(Rows from a data source)
━━━━━━━━━━━━━━━━━━━━

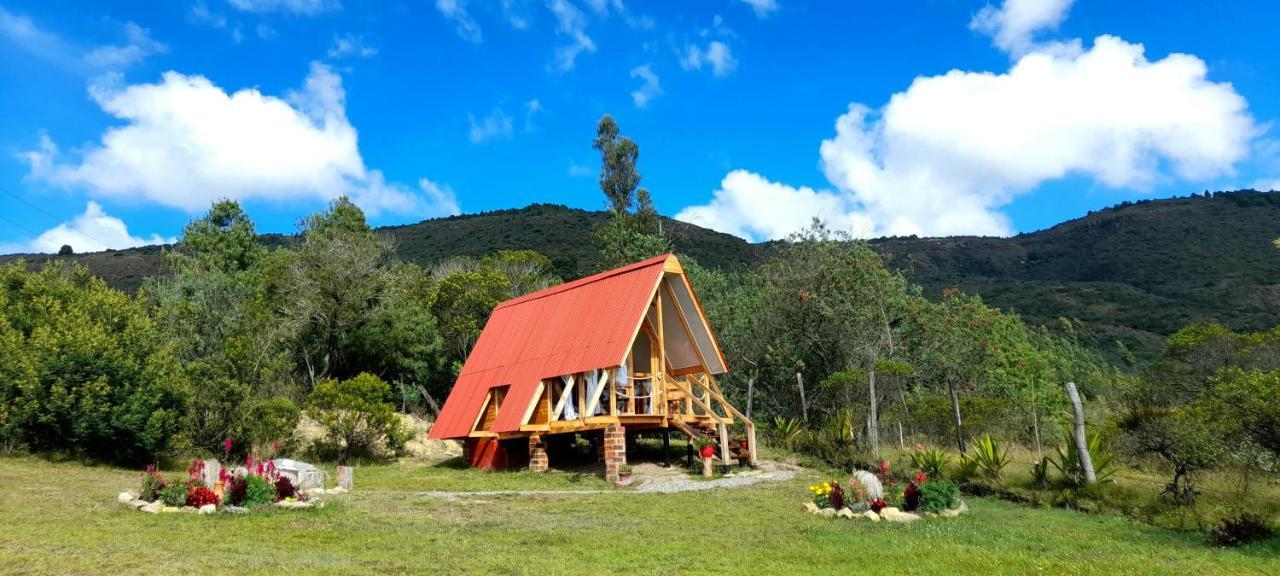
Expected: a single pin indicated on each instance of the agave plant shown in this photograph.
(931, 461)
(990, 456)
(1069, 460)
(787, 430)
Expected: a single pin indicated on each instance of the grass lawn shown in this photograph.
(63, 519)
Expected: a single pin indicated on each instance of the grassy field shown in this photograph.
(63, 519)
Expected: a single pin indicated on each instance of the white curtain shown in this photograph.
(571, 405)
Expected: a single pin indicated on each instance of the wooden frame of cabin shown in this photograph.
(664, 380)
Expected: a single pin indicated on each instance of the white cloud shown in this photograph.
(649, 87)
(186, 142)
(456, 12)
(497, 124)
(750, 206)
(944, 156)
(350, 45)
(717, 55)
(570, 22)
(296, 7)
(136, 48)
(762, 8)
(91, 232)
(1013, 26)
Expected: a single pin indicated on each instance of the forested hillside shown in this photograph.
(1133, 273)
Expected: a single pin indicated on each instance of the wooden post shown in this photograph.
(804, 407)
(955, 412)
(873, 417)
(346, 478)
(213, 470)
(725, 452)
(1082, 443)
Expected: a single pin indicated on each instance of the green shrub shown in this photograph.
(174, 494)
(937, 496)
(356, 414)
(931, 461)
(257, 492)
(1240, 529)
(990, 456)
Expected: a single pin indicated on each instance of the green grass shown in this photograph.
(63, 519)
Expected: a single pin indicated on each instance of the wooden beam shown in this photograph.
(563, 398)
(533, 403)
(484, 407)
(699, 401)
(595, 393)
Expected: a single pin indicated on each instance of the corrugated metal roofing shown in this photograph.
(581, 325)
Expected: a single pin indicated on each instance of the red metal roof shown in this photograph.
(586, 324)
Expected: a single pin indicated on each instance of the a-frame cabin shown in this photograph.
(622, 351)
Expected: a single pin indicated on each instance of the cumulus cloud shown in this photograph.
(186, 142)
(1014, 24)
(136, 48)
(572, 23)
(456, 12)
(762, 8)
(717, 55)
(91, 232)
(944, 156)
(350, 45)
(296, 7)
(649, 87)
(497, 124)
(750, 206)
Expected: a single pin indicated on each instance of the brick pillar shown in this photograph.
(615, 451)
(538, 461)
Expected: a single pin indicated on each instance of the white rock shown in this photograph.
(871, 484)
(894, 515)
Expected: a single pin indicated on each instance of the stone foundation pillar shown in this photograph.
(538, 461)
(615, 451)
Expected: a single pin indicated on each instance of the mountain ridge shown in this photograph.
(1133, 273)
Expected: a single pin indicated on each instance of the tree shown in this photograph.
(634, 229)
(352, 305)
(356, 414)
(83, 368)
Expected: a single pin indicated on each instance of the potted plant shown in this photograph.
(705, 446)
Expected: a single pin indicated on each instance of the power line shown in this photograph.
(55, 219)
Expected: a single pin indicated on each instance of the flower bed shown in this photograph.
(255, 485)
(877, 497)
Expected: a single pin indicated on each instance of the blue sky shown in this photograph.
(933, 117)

━━━━━━━━━━━━━━━━━━━━

§ **Goal of the exercise**: Retype every line of the rows above, keeping each one unchanged. Leave the pictures out of your answer.

§ **Answer below**:
Expected: a single pin indicated on each instance of the agave plant shown in this photograph.
(931, 461)
(990, 456)
(1069, 460)
(787, 430)
Expected: a single pin indicated on each instance of the grass lawn shown in this photograph.
(63, 519)
Expected: a single pin indicated on each instance of the grassy field shown in this photograph.
(63, 519)
Expected: a single pin indicated on each instance of the white curtain shown in this photograph.
(571, 405)
Expected: a single pin indicated on each instance of the wooden frame of cabin shown in this photograph.
(664, 380)
Expected: a single pin indicated on each instance of the white cloud shown in this photograph.
(649, 87)
(186, 142)
(456, 12)
(497, 124)
(750, 206)
(944, 156)
(350, 45)
(717, 55)
(570, 22)
(296, 7)
(136, 48)
(762, 8)
(91, 232)
(1013, 26)
Expected: a single pin indicated on each instance of the forested hillside shown in this photograph.
(1133, 273)
Expected: a single pin indicated on each instance of the wooden post shown in this photograph.
(804, 407)
(955, 412)
(873, 417)
(346, 478)
(213, 470)
(725, 452)
(1082, 443)
Expected: a single pin indicated on each instance of the green shrub shown in this photograph.
(174, 494)
(937, 496)
(356, 414)
(931, 461)
(257, 492)
(1240, 529)
(990, 456)
Expected: a single pin indicated on each instance of the green grass shown in this photograph.
(63, 519)
Expected: a single pin indicated on each instance of the wooden beam shown in this photograph.
(563, 398)
(533, 403)
(484, 407)
(699, 401)
(595, 393)
Expected: a single pin indicated on each instance of the corrugated metal roofing shown in this photograph.
(581, 325)
Expected: a single pin indicated on each instance of the red metal roof shown in this photograph.
(586, 324)
Expected: a single pin indicated on each instance of the a-frame cabin shown in this photograph.
(622, 351)
Expected: a single pin indicated on each instance of the cumulus cloud shown in this photograph.
(186, 142)
(1014, 24)
(136, 48)
(572, 23)
(456, 12)
(762, 8)
(717, 55)
(91, 232)
(944, 156)
(350, 45)
(296, 7)
(649, 87)
(497, 124)
(750, 206)
Expected: a single pin indicated on each instance of the brick pillar shown in this photograph.
(615, 451)
(538, 461)
Expected: a single pin indicated on each instance of the white rock shown in this photograph.
(871, 484)
(894, 515)
Expected: a single pin indicated on each instance of the stone foundation pillar shown in this photograph.
(538, 461)
(615, 451)
Expected: a single pin indicated on each instance of the mountain ridge shown in this photograph.
(1133, 273)
Expected: a single pin indicated on each instance of the tree shown in this photograph.
(634, 229)
(352, 305)
(356, 414)
(83, 368)
Expected: a single pin indicated on each instance of the potted plant shown in this photograph.
(705, 446)
Expected: a single pin indicated on each instance of the power line shown in this photograph.
(55, 219)
Expected: a single pin indicated on each instance of the flower bed shown in this photograph.
(255, 485)
(877, 497)
Expected: a single pin indicated on each instance of the blue sky shown in this photograph.
(933, 117)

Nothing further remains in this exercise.